**AVAILABLE DATA:**
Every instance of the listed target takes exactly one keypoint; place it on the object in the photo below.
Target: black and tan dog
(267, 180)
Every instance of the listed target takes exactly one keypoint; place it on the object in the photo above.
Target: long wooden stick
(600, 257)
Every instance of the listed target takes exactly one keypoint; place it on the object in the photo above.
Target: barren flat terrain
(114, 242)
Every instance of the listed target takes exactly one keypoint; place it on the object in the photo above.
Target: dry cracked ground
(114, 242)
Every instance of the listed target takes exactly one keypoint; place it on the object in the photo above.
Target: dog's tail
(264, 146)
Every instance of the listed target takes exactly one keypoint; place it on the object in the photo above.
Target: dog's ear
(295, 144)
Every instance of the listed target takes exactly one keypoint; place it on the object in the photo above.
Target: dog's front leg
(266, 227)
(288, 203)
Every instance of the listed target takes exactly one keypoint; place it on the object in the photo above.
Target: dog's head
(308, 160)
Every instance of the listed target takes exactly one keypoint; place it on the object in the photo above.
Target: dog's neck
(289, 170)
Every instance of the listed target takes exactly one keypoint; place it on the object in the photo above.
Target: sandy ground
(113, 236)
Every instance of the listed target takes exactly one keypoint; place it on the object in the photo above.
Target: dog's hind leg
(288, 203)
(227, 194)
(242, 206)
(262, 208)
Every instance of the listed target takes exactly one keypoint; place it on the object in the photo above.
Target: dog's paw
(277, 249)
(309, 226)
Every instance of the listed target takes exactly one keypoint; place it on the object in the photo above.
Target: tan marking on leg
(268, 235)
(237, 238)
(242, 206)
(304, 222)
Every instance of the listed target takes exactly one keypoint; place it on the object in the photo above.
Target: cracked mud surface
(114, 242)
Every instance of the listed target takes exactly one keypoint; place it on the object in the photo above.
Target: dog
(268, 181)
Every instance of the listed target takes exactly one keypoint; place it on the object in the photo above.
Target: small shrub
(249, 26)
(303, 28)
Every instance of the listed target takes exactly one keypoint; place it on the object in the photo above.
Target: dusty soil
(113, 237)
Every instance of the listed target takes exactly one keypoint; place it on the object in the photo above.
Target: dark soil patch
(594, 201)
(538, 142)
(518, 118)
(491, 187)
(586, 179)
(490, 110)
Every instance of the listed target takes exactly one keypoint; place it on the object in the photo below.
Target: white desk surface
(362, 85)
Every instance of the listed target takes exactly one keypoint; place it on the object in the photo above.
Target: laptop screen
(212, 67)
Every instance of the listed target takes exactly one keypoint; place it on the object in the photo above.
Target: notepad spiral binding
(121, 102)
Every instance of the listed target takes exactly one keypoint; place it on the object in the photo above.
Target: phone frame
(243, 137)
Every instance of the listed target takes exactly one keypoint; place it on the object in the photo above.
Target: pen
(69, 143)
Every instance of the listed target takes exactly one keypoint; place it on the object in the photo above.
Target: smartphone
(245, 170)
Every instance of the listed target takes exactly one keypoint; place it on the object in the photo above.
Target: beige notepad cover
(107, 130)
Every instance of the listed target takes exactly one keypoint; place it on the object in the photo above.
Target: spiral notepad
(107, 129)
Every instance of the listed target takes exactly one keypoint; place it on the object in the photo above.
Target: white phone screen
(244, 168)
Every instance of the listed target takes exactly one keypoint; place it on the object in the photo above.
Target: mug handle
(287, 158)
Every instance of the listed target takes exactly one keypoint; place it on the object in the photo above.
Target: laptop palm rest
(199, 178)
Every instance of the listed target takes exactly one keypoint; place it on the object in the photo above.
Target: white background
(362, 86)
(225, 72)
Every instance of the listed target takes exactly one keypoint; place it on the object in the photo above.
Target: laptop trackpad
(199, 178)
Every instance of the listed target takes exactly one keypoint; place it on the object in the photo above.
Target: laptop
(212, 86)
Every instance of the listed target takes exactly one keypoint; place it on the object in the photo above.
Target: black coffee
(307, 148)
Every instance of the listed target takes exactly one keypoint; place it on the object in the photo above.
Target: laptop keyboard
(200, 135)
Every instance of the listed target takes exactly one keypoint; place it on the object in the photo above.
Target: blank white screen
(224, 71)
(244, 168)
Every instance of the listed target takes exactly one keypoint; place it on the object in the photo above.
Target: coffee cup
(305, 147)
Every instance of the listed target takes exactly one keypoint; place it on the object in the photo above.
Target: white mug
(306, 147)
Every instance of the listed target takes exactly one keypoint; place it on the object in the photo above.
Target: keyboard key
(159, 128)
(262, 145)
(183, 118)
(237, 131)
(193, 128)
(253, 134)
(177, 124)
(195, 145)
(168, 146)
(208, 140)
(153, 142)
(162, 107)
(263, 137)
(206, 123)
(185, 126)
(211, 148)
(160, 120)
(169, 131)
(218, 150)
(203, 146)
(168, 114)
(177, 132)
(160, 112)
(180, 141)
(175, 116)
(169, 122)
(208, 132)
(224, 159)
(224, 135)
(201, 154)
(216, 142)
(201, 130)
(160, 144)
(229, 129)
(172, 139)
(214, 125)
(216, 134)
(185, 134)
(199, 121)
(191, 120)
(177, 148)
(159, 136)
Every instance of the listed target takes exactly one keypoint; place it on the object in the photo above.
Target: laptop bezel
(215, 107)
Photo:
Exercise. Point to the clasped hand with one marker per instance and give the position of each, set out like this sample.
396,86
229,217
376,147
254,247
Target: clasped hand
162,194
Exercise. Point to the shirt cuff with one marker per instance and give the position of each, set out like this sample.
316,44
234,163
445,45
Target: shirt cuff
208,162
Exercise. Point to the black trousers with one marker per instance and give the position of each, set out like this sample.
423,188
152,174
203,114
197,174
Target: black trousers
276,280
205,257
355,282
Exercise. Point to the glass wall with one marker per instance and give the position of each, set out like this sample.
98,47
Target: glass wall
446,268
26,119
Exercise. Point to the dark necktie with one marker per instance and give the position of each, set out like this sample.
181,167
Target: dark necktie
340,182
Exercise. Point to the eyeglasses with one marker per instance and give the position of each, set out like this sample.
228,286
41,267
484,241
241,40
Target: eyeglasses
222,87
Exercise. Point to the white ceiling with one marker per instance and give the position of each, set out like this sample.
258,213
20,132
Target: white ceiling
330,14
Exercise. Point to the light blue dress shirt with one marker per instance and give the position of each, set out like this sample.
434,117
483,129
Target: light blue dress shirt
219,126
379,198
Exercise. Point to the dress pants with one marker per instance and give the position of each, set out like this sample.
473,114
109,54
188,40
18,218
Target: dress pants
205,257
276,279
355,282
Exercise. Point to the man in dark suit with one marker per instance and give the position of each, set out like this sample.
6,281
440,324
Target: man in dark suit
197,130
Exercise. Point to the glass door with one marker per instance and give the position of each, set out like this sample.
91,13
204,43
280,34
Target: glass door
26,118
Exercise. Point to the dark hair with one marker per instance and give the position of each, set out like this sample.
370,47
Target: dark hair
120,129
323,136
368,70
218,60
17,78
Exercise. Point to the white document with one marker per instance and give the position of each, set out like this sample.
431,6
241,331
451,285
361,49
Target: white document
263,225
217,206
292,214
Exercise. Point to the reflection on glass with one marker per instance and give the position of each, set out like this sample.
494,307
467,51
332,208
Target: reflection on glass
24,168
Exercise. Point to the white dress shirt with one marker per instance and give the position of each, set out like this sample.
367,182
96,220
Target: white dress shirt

**REQUIREMENT:** Print, exactly as written, each record in the listing above.

**RESULT:**
Every instance of the listed target takes exactly one keypoint; place it on the object in the photo below.
Target: black and tan dog
(267, 180)
Every instance of the listed target takes exactly one keypoint; place it on the object in the photo above.
Target: long wooden stick
(600, 257)
Every instance of the listed target takes exactly one keypoint; place it on the object in the photo above.
Target: barren flat terrain
(114, 242)
Every instance of the listed target takes exactly one keypoint; place it on the object in the photo above.
Target: dry cracked ground
(114, 242)
Every instance of the listed target takes exactly one keypoint; place it on the object in the photo above.
Target: dog's tail
(264, 146)
Every instance of the listed target takes exactly one keypoint; place it on the object in the photo above.
Target: dog's ear
(295, 144)
Every instance of the listed target takes exactly one keypoint; place it on the object in the photo above.
Target: dog's front leg
(266, 227)
(288, 203)
Every instance of the listed target takes exactly one keypoint; place it on the object in the photo above.
Target: dog's head
(308, 160)
Every instance of the listed target takes exactly one keypoint; place it on the object in the photo above.
Target: dog's neck
(289, 170)
Every instance of the listed target takes exactly one keypoint; place it on the object in the photo above.
Target: sandy ground
(113, 236)
Every instance of the listed target takes exactly one keypoint; place it on the object in the photo above.
Target: dog's hind leg
(288, 203)
(227, 194)
(242, 206)
(262, 208)
Every instance of the listed target takes exactly one keypoint; place it on the object in the photo above.
Target: dog's paw
(277, 249)
(309, 226)
Every instance of the listed target takes exactly one keypoint; place it on the object in the photo above.
Target: tan marking on leg
(268, 235)
(237, 238)
(242, 206)
(304, 222)
Every instance of the listed target takes exactly one keypoint; place it on the object in the photo above.
Target: cracked mud surface
(114, 242)
Every instance of the listed target takes exactly one keypoint; place it on the object in the photo above.
Target: dog
(268, 181)
Every instance of the listed target takes exactly one keypoint; place it on the object in the photo above.
Target: small shrub
(249, 26)
(303, 28)
Every instance of the listed target takes exactly one keypoint; place it on the object in the photo above.
Target: dusty soil
(113, 237)
Every instance of the listed target takes exactly one keypoint; place it on the object in the photo above.
Target: dark soil patch
(594, 201)
(538, 142)
(518, 118)
(491, 187)
(586, 179)
(490, 110)
Every instance of the listed target takes exactly one keypoint; place it on the object in the photo below.
Target: white desk surface
(362, 85)
Every instance of the listed target takes exactly one keypoint; place it on the object in the photo above.
Target: laptop screen
(212, 67)
Every instance of the listed target takes exactly one keypoint; place it on the object in the photo above.
Target: notepad spiral binding
(121, 102)
Every instance of the listed target takes exactly one keypoint; place it on the object in the photo above.
Target: phone frame
(243, 137)
Every instance of the listed target takes exactly one keypoint; place it on the object in the photo above.
Target: pen
(69, 143)
Every instance of the listed target takes exactly one keypoint; place it on the object in the photo above.
Target: smartphone
(245, 170)
Every instance of the listed target takes exactly one keypoint; place it on the object in the photo above.
Target: beige notepad cover
(107, 130)
Every instance of the listed target takes exactly one keypoint; place it on the object in the photo above.
Target: spiral notepad
(107, 129)
Every instance of the listed target takes exactly one keypoint; place it on the object in the photo above.
Target: white phone screen
(244, 168)
Every instance of the listed target takes exactly one keypoint; place it on the object in the photo above.
Target: mug handle
(287, 158)
Every instance of the listed target takes exactly one keypoint; place it on the object in the photo above.
Target: laptop palm rest
(199, 178)
Every instance of the listed target takes exactly one keypoint; place it on the object in the photo above.
Target: white background
(362, 86)
(225, 72)
Every instance of the listed target takes exactly one keypoint; place it on the object in the photo above.
Target: laptop trackpad
(199, 178)
Every instance of the listed target takes exactly one keypoint; place it on the object in the photo above.
Target: laptop
(212, 86)
Every instance of the listed target takes exactly one keypoint; place it on the object in the photo above.
Target: black coffee
(307, 148)
Every instance of the listed target takes exactly one keypoint; place it on the object in the photo above.
Target: laptop keyboard
(200, 135)
Every instance of the listed target takes exactly one keypoint; place it on the object in the photo above.
Target: blank white screen
(224, 71)
(244, 168)
Every instance of the listed target takes exactly one keypoint; place it on the object in the photo above.
Target: coffee cup
(305, 147)
Every instance of the listed target takes exactly one keypoint; place it on the object in the photo above.
Target: white mug
(306, 147)
Every instance of the listed target takes exactly one keypoint; place it on the object in the photo above.
Target: keyboard key
(159, 128)
(262, 145)
(183, 118)
(237, 131)
(193, 128)
(253, 134)
(177, 124)
(195, 145)
(168, 146)
(208, 140)
(153, 142)
(162, 107)
(263, 137)
(206, 123)
(185, 126)
(211, 148)
(160, 120)
(169, 131)
(218, 150)
(203, 146)
(168, 114)
(177, 132)
(160, 112)
(180, 141)
(175, 116)
(169, 122)
(208, 132)
(224, 159)
(224, 135)
(201, 154)
(216, 142)
(201, 130)
(160, 144)
(229, 129)
(172, 139)
(214, 125)
(216, 134)
(185, 134)
(199, 121)
(191, 120)
(177, 148)
(159, 136)
Every instance of the listed target takes exactly one keypoint; place it on the object in the photo above.
Target: laptop bezel
(215, 107)
Photo:
Exercise. Point to the clasped hand with one marker per instance and give the position of each, set out like this sample.
396,86
229,217
376,147
254,247
Target: clasped hand
162,194
Exercise. Point to the shirt cuff with one marker per instance and give the position of each, set out like this sample.
316,44
234,163
445,45
Target: shirt cuff
208,162
Exercise. Point to the black trousers with one marker per instance and give the position of each, set out like this sample.
423,188
152,174
203,114
197,174
Target: black trousers
276,280
205,257
355,282
Exercise. Point to the glass wall with one marker per instance and give the position of each, set out like this sample.
98,47
Target: glass wall
446,268
26,119
Exercise. Point to the dark necktie with one marker per instance and give the position of each, set out like this sample.
181,167
Target: dark necktie
340,182
Exercise. Point to the eyeglasses with one marker per instance and give the position of each, set out like this sample.
228,286
41,267
484,241
241,40
Target: eyeglasses
222,87
Exercise. Point to the white ceiling with one marker per instance and give the position of each, set out like this sample.
258,213
20,132
Target: white ceiling
330,14
Exercise. Point to the light blue dress shirt with one marker per instance and give the position of each, set out like this sample.
434,117
483,129
Target: light blue dress shirt
219,126
379,198
Exercise. Point to the dress pants with one marker per instance and give the position of each, set out like this sample.
473,114
109,54
188,40
18,218
Target: dress pants
205,257
276,279
355,282
Exercise. Point to the man in dark suit with one marker per instance and give the position of each, set out like this sample.
6,281
440,324
Target: man in dark suit
197,130
Exercise. Point to the glass door with one marker per instance and give the position of each, set out like this sample.
91,13
204,43
280,34
Target: glass door
26,118
Exercise. Point to the dark hair with one marker per instance and give the position of each, set out like this sample.
370,47
Target: dark hair
120,129
323,136
368,70
218,60
17,78
Exercise. Point to the white document with one marker per instance and give the position of each, set out like this sample.
431,6
241,331
451,285
361,49
Target: white document
263,225
217,206
292,214
Exercise. Point to the reflection on glass with one marker per instance and give the position of each, set out like this sample.
494,307
467,51
332,208
Target: reflection on glass
24,168
Exercise. Point to the white dress shirt with one marker per instance and give the position of each, set out like this sample.
367,182
96,220
Target: white dress shirt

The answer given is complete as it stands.